Document excerpt:
26 mars 2014

Snapshot and Restore

Par Konrad Beiske

UPDATE: This article refers to our hosted Elasticsearch offering by an older name, Found. Please note that Found is now known as Elastic Cloud.

Behind the Scenes

Let's take a closer look at Elasticsearch's snapshot and restore module and the files used to store snapshots, exemplified with snapshots on S3.

Introduction

With the new Snapshot and Restore API introduced in Elasticsearch 1.0, you can create snapshots of your data and store it in a repository. In essence, a snapshot is a fancy word for backup, and combined with the ability to restore, snapshots are also useful backups. In this article we will look into the files used by Snapshot & Restore, the anatomy of a repository, and some of its implications. The aim is to uncover which Elasticsearch and Lucene features paved the way for this new and cool feature.

I will include all Elasticsearch commands used, so no previous experience with the Snapshot & Restore API is required, but a general idea of how indexes, shards and Lucene segments are related will be beneficial. The short version of that story is that Elasticsearch divides all its indexes into shards and each shard is a Lucene index which in turn is built up of segments that either reside in memory or on disk. One very important feature of those segments is that they are immutable. Elasticsearch utilizes this in many ways, for example in relation to filter caches. For a better introduction to these topics I recommend reading Elasticsearch from the bottom up.

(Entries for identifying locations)
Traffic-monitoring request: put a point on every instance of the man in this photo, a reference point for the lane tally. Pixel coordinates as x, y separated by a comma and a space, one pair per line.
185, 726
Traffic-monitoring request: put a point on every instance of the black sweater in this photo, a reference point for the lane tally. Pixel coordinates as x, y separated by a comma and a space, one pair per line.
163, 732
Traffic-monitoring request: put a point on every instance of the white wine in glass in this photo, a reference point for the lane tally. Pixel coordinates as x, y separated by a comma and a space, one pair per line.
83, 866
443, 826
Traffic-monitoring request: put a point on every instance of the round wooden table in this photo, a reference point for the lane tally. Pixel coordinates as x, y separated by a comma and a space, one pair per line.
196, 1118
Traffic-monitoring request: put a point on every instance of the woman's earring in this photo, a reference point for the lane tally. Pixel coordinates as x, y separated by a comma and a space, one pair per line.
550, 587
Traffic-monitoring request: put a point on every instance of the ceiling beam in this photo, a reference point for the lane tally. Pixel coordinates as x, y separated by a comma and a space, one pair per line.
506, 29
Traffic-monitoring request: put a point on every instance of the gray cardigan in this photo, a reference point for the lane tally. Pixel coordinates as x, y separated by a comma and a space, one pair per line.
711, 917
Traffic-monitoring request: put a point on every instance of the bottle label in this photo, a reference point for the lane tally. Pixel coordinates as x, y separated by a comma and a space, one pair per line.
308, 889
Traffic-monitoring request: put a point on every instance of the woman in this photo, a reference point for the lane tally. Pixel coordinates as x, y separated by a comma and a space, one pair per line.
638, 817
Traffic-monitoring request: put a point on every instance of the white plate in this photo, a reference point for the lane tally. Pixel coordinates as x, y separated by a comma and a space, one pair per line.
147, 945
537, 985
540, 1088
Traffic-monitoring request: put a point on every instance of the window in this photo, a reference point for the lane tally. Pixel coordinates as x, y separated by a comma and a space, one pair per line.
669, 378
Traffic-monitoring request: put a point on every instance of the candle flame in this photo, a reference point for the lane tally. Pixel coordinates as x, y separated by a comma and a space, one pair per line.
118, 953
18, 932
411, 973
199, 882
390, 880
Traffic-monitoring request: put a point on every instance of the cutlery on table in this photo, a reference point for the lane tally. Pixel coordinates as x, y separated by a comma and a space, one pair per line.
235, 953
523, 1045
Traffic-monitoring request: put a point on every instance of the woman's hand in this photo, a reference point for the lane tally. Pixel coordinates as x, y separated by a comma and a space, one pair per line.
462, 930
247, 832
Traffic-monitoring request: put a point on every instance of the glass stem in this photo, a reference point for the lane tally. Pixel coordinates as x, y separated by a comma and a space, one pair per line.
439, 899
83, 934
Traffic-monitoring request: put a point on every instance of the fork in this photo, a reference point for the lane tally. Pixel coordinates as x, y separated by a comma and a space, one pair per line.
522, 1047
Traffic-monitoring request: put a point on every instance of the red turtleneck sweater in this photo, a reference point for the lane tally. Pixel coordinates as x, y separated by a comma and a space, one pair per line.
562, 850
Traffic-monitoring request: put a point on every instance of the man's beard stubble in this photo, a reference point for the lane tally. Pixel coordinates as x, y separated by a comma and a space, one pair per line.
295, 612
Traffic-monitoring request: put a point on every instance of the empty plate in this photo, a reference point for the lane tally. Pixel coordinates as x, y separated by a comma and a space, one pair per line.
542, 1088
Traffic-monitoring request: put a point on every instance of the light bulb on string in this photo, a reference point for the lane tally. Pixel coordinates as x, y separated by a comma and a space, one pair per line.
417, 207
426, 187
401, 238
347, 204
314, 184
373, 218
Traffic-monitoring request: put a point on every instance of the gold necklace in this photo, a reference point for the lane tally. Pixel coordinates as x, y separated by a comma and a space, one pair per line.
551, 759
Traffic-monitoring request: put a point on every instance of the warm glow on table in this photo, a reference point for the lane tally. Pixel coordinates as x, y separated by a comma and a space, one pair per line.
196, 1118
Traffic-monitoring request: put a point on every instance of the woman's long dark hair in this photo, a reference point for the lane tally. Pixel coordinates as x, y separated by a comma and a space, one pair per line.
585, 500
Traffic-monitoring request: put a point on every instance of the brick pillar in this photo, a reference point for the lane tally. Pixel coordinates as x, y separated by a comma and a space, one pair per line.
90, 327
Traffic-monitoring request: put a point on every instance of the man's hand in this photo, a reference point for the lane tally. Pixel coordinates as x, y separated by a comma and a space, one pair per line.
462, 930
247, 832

Description of the task: Summarize the Elasticsearch snapshot article above in two sentences.

The output: The article examines the snapshot and restore module introduced in Elasticsearch 1.0, which stores backups of data in a repository, and looks at the files it uses, with snapshots on S3 as the example. It notes that Elasticsearch divides indexes into shards, each a Lucene index built from immutable segments, and it aims to show which Elasticsearch and Lucene features made the snapshot feature possible.